### [WHAT IS REQUIRED]
Print out every line, exactly as written.

[START EXERCISE DATA]

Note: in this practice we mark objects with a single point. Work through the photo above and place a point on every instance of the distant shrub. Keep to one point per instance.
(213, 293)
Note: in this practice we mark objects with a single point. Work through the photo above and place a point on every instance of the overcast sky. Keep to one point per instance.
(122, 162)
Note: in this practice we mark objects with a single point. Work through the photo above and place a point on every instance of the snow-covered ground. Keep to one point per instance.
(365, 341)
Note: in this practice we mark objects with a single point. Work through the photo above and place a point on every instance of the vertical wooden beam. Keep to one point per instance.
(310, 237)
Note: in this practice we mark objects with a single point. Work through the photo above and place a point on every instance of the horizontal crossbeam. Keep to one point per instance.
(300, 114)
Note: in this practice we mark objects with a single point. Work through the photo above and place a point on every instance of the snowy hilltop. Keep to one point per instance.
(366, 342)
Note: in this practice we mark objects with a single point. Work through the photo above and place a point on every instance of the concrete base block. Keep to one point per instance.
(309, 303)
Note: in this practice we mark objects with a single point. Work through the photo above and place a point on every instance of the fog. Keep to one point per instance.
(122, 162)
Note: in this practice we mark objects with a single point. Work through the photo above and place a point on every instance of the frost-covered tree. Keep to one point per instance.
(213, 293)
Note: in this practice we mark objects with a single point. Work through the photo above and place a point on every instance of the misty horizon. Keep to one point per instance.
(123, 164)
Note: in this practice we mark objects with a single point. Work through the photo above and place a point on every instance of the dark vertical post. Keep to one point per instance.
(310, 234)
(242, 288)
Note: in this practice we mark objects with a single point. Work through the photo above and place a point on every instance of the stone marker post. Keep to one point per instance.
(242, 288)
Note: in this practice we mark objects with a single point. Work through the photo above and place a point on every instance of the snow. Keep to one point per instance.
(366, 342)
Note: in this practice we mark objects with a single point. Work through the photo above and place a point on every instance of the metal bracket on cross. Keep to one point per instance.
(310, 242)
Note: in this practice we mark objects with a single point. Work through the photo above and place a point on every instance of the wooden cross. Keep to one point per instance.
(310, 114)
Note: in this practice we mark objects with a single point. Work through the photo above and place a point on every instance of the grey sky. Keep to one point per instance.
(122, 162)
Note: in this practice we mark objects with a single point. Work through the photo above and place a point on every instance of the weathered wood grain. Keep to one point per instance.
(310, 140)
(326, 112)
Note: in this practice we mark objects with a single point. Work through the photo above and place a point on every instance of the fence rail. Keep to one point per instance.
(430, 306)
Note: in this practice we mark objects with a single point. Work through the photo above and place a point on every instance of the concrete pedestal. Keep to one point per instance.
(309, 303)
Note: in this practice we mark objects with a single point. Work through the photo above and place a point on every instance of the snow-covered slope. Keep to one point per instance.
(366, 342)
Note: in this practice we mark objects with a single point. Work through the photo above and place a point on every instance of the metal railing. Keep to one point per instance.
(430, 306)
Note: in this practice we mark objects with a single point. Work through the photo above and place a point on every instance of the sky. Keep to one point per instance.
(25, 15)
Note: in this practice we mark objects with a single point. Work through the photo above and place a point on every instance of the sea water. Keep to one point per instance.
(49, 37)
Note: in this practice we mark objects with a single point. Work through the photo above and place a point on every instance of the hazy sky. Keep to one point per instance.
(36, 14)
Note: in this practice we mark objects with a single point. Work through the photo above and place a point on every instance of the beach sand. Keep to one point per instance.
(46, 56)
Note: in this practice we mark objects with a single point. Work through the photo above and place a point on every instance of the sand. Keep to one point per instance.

[END EXERCISE DATA]

### [ANSWER]
Note: in this practice we mark objects with a single point. Work through the photo above and place a point on every instance of the distant shrub. Keep to one point per instance.
(213, 293)
Note: in this practice we mark objects with a single point. Work through the photo above and place a point on every instance of the overcast sky. Keep to one point per instance.
(122, 162)
Note: in this practice we mark objects with a single point. Work through the photo above and place a point on every instance of the snow-covered ground. Keep to one point per instance.
(365, 341)
Note: in this practice we mark objects with a single point. Work through the photo above and place a point on every instance of the vertical wooden beam. Keep to one point per instance.
(310, 237)
Note: in this practice we mark objects with a single point. Work through the photo above and place a point on every instance of the horizontal crossbeam. Keep to one point per instance.
(300, 114)
Note: in this practice we mark objects with a single point. Work through the photo above and place a point on every instance of the snowy hilltop. Keep to one point per instance.
(366, 342)
Note: in this practice we mark objects with a single point. Work through the photo above and place a point on every instance of the concrete base block. Keep to one point per instance.
(309, 303)
Note: in this practice we mark objects with a single point. Work through the photo above and place a point on every instance of the fog. Keep to one point per instance.
(122, 162)
Note: in this practice we mark objects with a single point. Work through the photo above and place a point on every instance of the frost-covered tree. Keep to one point per instance.
(213, 293)
Note: in this practice we mark objects with a single point. Work through the photo above and place a point on every instance of the misty horizon. Keep to one point per instance.
(123, 164)
Note: in this practice we mark objects with a single point. Work through the photo above and place a point on every instance of the dark vertical post. Keep to one point per instance.
(310, 234)
(242, 288)
Note: in this practice we mark objects with a single point. Work through the photo above and place a point on every instance of the stone marker post. Keep to one point per instance.
(242, 288)
Note: in this practice we mark objects with a single point. Work through the photo above and place a point on every instance of the snow. Keep to one point per instance.
(366, 342)
Note: in this practice we mark objects with a single point. Work through the photo above and place a point on every instance of the metal bracket on cross. Keep to one point per instance.
(310, 242)
Note: in this practice we mark objects with a single point. Work through the photo above and place a point on every instance of the wooden cross. Keep to one point per instance.
(310, 114)
Note: in this practice we mark objects with a single point. Work through the photo above and place a point on every instance of the grey sky. Keep to one point per instance.
(122, 162)
Note: in this practice we mark objects with a single point. Work through the photo above and place a point on every instance of the weathered wood grain. Keep to one point per instance.
(310, 140)
(326, 112)
Note: in this practice we mark objects with a single point. Work through the photo above and place a point on every instance of the fence rail. Keep to one point per instance.
(430, 306)
Note: in this practice we mark objects with a single point. Work through the photo above and place a point on every instance of the concrete pedestal. Keep to one point per instance.
(309, 303)
Note: in this practice we mark objects with a single point. Work through the photo above and place a point on every instance of the snow-covered slope. Keep to one point per instance.
(366, 342)
Note: in this practice we mark objects with a single point. Work through the photo above and place a point on every instance of the metal railing. Keep to one point per instance.
(430, 306)
Note: in this practice we mark objects with a single point. Work through the photo above and place a point on every instance of the sky. Keep to one point per instance.
(25, 15)
Note: in this practice we mark objects with a single point. Work through the photo above and place a point on every instance of the sea water. Keep to one point per instance.
(49, 37)
Note: in this practice we mark objects with a single point. Work through the photo above and place a point on every instance of the hazy sky. Keep to one point per instance.
(36, 14)
Note: in this practice we mark objects with a single point. Work through the photo above and place a point on every instance of the beach sand. Keep to one point per instance.
(46, 56)
Note: in this practice we mark objects with a single point. Work through the photo above and place a point on every instance of the sand. Keep to one point per instance.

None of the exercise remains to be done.